- [PROBLEM TO SOLVE] Whenever a line below holds the word "girl", count it once; report the total and nothing else.

- [INPUT RECORDS]
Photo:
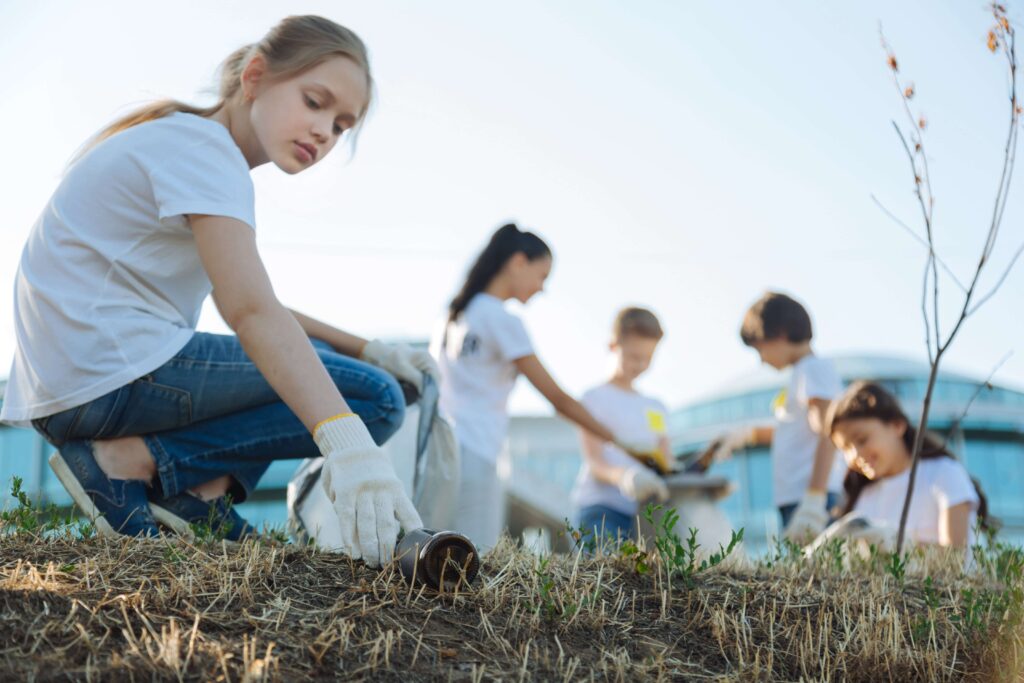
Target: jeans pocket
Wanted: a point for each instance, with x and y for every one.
(85, 421)
(151, 407)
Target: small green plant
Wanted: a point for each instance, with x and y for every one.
(29, 517)
(582, 537)
(784, 553)
(680, 558)
(896, 566)
(546, 586)
(24, 516)
(215, 527)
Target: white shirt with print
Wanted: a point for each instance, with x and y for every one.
(110, 285)
(634, 419)
(940, 484)
(475, 355)
(794, 441)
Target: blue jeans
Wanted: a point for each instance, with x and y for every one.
(209, 412)
(605, 523)
(832, 500)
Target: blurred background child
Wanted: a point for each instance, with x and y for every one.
(807, 471)
(867, 424)
(611, 483)
(481, 348)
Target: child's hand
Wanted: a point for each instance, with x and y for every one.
(368, 498)
(641, 484)
(404, 363)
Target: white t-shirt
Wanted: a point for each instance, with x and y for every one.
(634, 419)
(941, 483)
(794, 442)
(477, 372)
(110, 285)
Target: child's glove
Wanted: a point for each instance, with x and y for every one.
(640, 484)
(809, 519)
(403, 361)
(368, 498)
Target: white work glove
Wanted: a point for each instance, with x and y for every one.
(641, 484)
(403, 361)
(809, 519)
(733, 440)
(368, 498)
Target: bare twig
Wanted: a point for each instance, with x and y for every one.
(920, 240)
(1001, 35)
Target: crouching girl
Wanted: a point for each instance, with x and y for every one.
(868, 426)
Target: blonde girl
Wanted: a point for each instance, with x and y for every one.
(156, 422)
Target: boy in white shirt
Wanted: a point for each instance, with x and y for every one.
(807, 469)
(611, 483)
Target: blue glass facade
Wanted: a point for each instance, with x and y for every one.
(544, 453)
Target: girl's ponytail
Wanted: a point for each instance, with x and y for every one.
(505, 243)
(296, 44)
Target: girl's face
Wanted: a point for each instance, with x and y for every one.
(297, 121)
(526, 278)
(872, 446)
(633, 355)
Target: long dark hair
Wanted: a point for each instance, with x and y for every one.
(505, 243)
(869, 400)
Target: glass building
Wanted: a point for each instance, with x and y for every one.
(541, 463)
(984, 426)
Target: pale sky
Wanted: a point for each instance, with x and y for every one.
(680, 156)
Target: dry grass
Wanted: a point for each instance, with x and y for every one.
(168, 610)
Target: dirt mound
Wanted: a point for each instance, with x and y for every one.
(95, 609)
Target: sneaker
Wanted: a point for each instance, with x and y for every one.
(116, 507)
(184, 511)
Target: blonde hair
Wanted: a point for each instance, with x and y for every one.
(293, 46)
(636, 322)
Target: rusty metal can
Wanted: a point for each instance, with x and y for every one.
(438, 559)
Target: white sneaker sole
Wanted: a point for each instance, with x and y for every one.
(78, 495)
(172, 521)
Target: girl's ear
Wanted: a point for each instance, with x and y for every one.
(253, 76)
(517, 261)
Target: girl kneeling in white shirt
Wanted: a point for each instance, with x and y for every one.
(481, 348)
(875, 435)
(154, 421)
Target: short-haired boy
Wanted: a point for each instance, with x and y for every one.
(611, 483)
(807, 469)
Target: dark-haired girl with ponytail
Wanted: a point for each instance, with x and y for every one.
(875, 435)
(481, 349)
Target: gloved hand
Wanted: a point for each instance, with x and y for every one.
(809, 519)
(640, 484)
(401, 360)
(733, 440)
(368, 497)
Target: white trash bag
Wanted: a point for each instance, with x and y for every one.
(425, 457)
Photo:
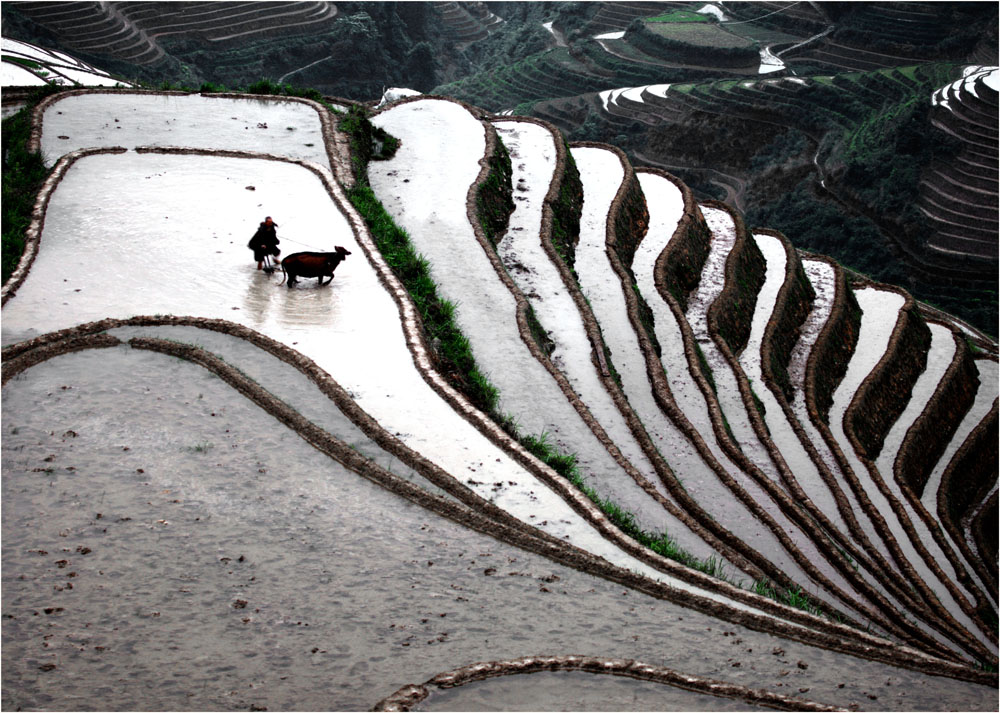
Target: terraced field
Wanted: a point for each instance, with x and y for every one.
(551, 413)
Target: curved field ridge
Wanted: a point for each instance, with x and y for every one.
(282, 397)
(408, 696)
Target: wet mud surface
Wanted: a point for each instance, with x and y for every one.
(574, 691)
(219, 562)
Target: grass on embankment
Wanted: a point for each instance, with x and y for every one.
(23, 175)
(455, 360)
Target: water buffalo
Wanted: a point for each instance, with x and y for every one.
(312, 265)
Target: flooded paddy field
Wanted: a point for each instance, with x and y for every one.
(229, 494)
(219, 562)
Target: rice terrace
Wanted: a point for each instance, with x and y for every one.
(629, 356)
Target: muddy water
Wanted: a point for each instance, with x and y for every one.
(880, 310)
(431, 207)
(939, 356)
(287, 128)
(821, 276)
(147, 234)
(165, 518)
(533, 161)
(794, 453)
(601, 173)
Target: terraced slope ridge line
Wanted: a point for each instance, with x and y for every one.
(551, 412)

- [SOLUTION FOR THIS PROBLEM] 7